#### What the exercise asks
Convert the lines below into a Markdown table with the columns Row and Line. Number each row and leave out any blank lines.

Begin Provided entries

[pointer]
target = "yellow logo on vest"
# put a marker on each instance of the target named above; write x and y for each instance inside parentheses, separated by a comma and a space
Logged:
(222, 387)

End Provided entries

#### Worked solution
| Row | Line |
|---|---|
| 1 | [pointer] |
| 2 | target = "yellow logo on vest" |
| 3 | # put a marker on each instance of the target named above; write x and y for each instance inside parentheses, separated by a comma and a space |
| 4 | Logged: |
| 5 | (222, 387) |